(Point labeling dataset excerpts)

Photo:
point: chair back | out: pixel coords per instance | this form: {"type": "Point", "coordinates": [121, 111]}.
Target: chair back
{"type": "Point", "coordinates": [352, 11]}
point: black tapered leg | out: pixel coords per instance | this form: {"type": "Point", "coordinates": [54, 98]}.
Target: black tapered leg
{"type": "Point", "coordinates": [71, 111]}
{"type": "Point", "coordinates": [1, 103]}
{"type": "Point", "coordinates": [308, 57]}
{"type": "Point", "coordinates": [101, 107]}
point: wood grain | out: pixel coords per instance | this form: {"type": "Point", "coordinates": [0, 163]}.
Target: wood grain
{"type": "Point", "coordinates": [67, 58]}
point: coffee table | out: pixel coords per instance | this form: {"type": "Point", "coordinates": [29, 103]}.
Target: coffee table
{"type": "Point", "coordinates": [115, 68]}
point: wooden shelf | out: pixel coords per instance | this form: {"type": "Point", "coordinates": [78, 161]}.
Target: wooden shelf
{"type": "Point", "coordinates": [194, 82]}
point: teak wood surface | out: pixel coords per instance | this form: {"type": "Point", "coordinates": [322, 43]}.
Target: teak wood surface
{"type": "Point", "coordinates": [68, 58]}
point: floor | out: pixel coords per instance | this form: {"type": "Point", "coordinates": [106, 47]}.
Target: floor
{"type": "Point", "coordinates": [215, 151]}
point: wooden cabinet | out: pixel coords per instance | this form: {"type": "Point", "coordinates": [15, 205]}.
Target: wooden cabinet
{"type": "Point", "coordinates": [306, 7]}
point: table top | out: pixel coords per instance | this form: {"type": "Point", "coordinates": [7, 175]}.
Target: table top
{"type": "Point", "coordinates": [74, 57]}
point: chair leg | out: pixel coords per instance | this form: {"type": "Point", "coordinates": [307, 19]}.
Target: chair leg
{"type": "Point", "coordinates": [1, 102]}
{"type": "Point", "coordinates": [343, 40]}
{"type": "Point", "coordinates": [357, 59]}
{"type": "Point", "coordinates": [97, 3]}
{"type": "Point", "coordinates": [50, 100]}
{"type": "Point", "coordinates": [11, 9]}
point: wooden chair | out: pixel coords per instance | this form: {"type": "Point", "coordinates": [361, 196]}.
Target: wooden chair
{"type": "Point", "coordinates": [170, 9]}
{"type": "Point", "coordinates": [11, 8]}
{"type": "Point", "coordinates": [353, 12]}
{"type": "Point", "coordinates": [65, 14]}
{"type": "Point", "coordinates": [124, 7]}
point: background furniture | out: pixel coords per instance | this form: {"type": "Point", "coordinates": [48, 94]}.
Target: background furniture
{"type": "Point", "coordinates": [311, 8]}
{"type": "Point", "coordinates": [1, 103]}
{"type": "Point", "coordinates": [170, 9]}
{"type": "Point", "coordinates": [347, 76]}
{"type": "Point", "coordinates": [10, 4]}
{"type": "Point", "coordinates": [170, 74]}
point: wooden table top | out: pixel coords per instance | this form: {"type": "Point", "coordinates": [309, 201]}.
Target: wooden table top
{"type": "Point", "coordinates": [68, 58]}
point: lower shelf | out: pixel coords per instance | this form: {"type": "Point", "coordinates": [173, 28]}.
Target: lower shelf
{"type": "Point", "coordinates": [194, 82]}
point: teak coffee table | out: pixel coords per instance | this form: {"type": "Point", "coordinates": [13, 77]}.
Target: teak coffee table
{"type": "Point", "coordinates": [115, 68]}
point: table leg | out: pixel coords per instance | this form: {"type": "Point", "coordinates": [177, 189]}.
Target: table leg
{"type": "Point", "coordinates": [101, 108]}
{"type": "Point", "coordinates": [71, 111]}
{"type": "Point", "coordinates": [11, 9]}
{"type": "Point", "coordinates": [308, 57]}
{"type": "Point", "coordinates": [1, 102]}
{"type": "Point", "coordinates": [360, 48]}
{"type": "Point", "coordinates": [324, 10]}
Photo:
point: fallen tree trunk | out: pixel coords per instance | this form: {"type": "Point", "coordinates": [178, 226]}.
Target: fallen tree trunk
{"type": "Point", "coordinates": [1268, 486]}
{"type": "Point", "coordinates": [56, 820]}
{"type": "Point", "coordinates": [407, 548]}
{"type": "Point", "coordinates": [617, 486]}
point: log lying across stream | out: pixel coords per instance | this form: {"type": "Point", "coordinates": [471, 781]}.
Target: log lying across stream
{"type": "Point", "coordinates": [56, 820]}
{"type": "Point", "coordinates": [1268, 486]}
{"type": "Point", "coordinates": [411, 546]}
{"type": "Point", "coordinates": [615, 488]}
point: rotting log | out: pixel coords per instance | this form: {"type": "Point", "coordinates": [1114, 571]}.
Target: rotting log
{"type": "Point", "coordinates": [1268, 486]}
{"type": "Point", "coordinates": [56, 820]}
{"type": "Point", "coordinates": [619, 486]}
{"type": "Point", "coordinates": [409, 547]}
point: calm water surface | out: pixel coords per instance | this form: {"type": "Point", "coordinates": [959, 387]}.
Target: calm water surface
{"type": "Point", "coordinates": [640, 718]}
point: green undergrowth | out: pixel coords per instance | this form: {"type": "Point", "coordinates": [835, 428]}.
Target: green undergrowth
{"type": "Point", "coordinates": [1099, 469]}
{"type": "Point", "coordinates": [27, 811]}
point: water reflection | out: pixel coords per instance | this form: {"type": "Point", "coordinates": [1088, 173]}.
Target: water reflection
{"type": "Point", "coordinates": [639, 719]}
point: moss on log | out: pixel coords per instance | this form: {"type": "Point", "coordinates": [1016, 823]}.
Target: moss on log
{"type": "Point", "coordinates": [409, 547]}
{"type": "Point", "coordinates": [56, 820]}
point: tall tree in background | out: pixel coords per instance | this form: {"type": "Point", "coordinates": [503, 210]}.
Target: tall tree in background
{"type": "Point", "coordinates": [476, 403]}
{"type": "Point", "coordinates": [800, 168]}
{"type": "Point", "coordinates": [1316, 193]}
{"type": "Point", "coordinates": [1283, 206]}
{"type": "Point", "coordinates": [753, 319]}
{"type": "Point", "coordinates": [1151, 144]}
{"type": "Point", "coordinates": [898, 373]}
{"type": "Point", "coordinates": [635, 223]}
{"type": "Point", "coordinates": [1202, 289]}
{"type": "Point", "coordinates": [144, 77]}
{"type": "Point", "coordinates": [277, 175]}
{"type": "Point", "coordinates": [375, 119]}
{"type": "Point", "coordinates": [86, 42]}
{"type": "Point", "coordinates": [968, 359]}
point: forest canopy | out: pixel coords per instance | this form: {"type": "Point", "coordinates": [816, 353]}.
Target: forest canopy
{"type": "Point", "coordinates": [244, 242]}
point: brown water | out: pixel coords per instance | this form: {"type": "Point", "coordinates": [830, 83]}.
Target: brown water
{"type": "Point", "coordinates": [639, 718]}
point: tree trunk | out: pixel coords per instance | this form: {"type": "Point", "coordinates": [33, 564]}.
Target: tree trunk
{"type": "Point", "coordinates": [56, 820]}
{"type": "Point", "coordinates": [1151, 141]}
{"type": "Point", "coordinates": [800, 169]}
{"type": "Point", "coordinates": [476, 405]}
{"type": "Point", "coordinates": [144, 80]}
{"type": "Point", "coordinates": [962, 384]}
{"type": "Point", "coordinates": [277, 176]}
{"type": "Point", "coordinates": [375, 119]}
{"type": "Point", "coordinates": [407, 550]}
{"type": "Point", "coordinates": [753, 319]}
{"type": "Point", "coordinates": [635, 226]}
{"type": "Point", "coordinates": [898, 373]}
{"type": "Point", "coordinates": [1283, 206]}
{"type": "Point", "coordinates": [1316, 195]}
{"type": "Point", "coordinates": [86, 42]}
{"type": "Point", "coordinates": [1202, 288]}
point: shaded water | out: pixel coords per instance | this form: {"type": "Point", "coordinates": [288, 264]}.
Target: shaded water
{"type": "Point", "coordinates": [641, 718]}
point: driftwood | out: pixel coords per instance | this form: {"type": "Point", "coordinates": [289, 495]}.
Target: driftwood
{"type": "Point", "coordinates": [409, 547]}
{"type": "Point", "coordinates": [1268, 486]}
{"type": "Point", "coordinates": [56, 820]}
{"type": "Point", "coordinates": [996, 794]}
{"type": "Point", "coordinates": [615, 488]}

## EXERCISE PROMPT
Substitute "fallen branch" for "driftwood" in everything from the line containing "point: shaded water" down to the end of the listing. Leave every other part of those lines unchanged.

## ANSWER FOR THE TASK
point: shaded water | out: pixel coords per instance | this form: {"type": "Point", "coordinates": [288, 264]}.
Target: shaded water
{"type": "Point", "coordinates": [641, 718]}
point: fallen branch | out: pixel coords per instance | this form: {"type": "Point", "coordinates": [289, 495]}.
Target: fallen branch
{"type": "Point", "coordinates": [409, 547]}
{"type": "Point", "coordinates": [1268, 486]}
{"type": "Point", "coordinates": [56, 820]}
{"type": "Point", "coordinates": [996, 794]}
{"type": "Point", "coordinates": [615, 488]}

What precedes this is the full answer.